Zu Rilkes berühmtem Sonett auf den „archaischen Torso Apollos“ (der den Betrachter herausfordernd anblickt und durchschaut) hatte Rosenlöcher in seinem kleinen Rilke-Essay vermerkt: der habe ihm sein „Du mußt dein Leben ändern“ umsonst vorgehalten. Aber im Gedichtwerk Rosenlöchers finden sich zahlreiche parodistische Anklänge an dieses Motiv. Die Ich-Figur wird häufig auf vieldeutig-vielbedeutende Weise angeschaut. So im früheren Band von jenem rührigen Liebespaar. Neuerlich von elf Katzen („Kaum, daß ich in den Hof trat“), einer holländischen Frau mit riesiger Katze („Der Paßgänger“), der Natur in Gestalt eines Igels („In wirrer Nacht“), einem gespenstigen „Aufsteigenden“ oder den Toten Altägyptens…
Ein Sonderfall, der Anschauen und Augeschautwerden vereint: wenn sich das Ich im Spiegel betrachtet. „Fenster im Spiegel“, „Das Mahl“ („Ich erkannte / mich kaum und äußerst ungern…“), „Dreißigstes Jahr“ im früheren Band, „Vierzigstes Jahr“ in der Sammlung Schneebier nutzen solche Konfrontation. Die drei letztgenannten sind Sonette – und oft genug in der Lyriktradition wurden Sonette von ihren Autoren zur Selbstbespiegelung und Selbstprüfung verwendet. Rosenlöcher parodiert diesen Vorgang. Im „vierzigsten Jahr“ skizziert er sein Gegenüber mit wenigen groben Umrißlinien (einer mit Bart und Bauch, feistzufriedenem Antlitz). Das Ich, verstört und provoziert durch den Anblick seines selbstgewissen Antipoden, speit dem Spiegelbild, also gleichsam sich selber, ins Gesicht. Und wendet sich nun erheitert ab; das Spiegelbild jedoch nickt weiter. Das kann heißen: das Rollen-Ich läßt sich nicht in einem einzigen Akt der Wandlung abtun (so Jürgen Engler in seiner subtilen Lesart; siehe NDL, Heft 6/1989). Aber auch: das Spiegel-Ich nimmt den Speienden nicht allzu ernst, es weiß, der wird ebenfalls weiternicken. Oder: das Spiegelbild nickt zu allem, auch zu seiner eigenen Verurteilung.
Differenziertere Spiegelbilder ergeben sich zuweilen dort, wo das Ich sich in Gegenständen, Tieren, Pflanzen spiegelt. Beispielsweise im Regenwurm, der erst unter, dann plötzlich, in einer Art Identitätstausch, über ihm steht, ein Rivale in seinem Bemühen, „alles, was einst gelebt hat, / umzuwandeln und das Gebaute / zu unterminieren, ein Schöpfer / erneuten Beginnens…“

5
In den Gedichten werden verschiedene Nachbarkünste in Anspruch genommen, liefern Themen, Motive, Kunstmittel. Von Theatralischem war schon mehrfach die Rede. Einige Male sind Vorgänge im Bild eines Konzerts erfaßt. Gesang wird zum Synonym für Dichtung, vermag gar eine Internationale der Singenden zu begründen, „aller Länder Zwerchfelle“ vereinigend.

== == ==

AUFGABENSTELLUNG
Welche Gedichte nutzen laut dem Textausschnitt über Rosenlöchers Lyrik die Konfrontation des Ich mit seinem Spiegelbild? Zähle alle auf.

[Lokalisierungsdaten mit einem Punkt pro Instanz]
== == ==

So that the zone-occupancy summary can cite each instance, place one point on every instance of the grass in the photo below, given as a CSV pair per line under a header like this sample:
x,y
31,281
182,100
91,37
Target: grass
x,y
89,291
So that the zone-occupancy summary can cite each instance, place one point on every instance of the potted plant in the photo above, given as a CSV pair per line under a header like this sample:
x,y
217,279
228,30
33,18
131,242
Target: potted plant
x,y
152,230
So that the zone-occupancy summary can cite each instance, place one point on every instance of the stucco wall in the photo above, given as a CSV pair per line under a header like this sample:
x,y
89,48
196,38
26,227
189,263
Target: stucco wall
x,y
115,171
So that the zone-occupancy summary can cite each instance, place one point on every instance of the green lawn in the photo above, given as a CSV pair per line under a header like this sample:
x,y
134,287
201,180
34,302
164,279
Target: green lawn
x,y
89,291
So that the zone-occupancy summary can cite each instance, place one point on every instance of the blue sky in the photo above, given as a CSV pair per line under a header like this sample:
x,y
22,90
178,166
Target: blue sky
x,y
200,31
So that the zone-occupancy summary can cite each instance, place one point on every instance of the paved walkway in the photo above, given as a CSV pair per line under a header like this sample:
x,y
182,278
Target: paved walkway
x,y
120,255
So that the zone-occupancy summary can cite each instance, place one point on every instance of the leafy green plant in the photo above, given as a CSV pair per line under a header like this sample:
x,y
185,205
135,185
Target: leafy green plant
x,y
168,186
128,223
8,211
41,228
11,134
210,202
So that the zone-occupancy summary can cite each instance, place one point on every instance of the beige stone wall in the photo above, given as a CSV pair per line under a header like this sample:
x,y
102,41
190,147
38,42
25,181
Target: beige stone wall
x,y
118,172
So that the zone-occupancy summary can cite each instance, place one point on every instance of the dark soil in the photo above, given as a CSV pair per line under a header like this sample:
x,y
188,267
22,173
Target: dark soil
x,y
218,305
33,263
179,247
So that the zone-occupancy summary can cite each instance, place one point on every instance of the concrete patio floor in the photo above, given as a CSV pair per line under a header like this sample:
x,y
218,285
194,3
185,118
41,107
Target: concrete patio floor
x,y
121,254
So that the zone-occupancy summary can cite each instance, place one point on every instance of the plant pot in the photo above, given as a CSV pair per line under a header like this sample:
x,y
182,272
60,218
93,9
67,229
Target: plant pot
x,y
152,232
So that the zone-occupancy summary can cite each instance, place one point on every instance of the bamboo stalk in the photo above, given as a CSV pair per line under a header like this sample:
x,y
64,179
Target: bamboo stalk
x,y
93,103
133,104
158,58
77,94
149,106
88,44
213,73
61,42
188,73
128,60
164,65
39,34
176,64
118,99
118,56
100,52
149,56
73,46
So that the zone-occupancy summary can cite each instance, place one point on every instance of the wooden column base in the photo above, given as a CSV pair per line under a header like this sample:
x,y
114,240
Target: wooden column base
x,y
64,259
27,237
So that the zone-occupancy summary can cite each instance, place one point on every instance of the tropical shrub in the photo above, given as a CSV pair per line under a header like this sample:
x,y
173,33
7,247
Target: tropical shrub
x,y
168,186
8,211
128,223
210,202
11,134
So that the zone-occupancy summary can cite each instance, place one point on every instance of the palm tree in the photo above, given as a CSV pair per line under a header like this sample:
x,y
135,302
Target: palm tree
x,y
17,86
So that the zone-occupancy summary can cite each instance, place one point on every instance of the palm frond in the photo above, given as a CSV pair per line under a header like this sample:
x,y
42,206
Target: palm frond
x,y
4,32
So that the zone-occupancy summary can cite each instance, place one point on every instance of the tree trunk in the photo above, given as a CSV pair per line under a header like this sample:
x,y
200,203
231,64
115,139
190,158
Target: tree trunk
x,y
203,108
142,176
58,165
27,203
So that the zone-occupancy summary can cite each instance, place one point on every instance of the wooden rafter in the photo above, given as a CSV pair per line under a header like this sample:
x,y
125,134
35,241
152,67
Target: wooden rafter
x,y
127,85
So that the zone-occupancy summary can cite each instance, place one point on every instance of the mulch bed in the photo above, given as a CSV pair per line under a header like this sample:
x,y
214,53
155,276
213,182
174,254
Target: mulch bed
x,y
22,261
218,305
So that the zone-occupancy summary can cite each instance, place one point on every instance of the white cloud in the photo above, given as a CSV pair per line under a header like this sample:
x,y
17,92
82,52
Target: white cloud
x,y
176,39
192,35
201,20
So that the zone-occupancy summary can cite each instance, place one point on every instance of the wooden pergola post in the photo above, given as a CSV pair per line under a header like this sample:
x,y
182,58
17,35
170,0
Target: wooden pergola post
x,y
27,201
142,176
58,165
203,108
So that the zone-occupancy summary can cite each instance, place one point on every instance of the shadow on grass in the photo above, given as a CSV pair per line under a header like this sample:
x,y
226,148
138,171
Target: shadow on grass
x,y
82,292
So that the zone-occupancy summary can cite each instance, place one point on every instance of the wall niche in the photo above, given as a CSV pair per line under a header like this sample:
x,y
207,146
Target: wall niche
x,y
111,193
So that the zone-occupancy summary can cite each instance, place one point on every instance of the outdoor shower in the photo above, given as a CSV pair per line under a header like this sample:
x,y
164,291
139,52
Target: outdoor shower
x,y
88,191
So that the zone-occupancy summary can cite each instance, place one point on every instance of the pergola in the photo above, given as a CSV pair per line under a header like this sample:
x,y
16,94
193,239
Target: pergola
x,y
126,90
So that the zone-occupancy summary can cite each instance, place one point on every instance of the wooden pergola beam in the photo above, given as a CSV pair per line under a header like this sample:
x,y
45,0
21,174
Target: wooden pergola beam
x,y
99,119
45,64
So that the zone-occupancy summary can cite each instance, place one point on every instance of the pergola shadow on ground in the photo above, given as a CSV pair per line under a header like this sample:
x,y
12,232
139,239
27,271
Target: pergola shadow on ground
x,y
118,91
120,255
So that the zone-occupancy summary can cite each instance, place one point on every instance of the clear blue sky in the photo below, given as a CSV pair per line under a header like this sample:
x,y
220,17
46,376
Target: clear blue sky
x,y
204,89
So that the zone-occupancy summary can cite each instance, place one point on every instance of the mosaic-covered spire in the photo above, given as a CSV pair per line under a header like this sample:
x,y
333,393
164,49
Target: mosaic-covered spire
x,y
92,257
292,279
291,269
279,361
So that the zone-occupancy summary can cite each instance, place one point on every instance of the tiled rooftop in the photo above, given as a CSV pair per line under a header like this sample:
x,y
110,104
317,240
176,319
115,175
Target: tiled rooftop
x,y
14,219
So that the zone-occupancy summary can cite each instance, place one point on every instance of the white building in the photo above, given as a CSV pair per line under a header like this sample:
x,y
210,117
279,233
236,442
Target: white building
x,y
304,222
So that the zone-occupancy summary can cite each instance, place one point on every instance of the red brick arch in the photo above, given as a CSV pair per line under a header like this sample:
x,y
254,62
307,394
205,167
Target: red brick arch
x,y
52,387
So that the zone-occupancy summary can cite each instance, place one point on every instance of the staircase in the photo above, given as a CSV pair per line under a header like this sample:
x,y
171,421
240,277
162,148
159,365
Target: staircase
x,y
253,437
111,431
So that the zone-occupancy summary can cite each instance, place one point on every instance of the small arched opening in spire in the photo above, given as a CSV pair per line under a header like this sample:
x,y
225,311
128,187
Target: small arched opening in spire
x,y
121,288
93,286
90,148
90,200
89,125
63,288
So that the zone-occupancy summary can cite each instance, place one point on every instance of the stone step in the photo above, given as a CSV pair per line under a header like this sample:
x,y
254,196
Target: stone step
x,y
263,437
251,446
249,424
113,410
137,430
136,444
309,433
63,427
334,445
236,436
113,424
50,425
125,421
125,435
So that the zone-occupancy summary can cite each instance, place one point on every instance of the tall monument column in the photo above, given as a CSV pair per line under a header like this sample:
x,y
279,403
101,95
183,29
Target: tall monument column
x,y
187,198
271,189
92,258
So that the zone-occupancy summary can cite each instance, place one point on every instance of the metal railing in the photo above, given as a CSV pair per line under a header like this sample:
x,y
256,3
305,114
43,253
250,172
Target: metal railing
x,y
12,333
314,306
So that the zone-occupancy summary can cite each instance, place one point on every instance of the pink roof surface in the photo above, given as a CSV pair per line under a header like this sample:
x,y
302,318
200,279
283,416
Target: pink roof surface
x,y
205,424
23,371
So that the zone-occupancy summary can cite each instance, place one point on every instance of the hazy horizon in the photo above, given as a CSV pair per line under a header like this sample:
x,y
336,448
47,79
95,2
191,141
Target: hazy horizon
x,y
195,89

== == ==

ERGEBNIS
„Fenster im Spiegel“, „Das Mahl“, „Dreißigstes Jahr“ und „Vierzigstes Jahr“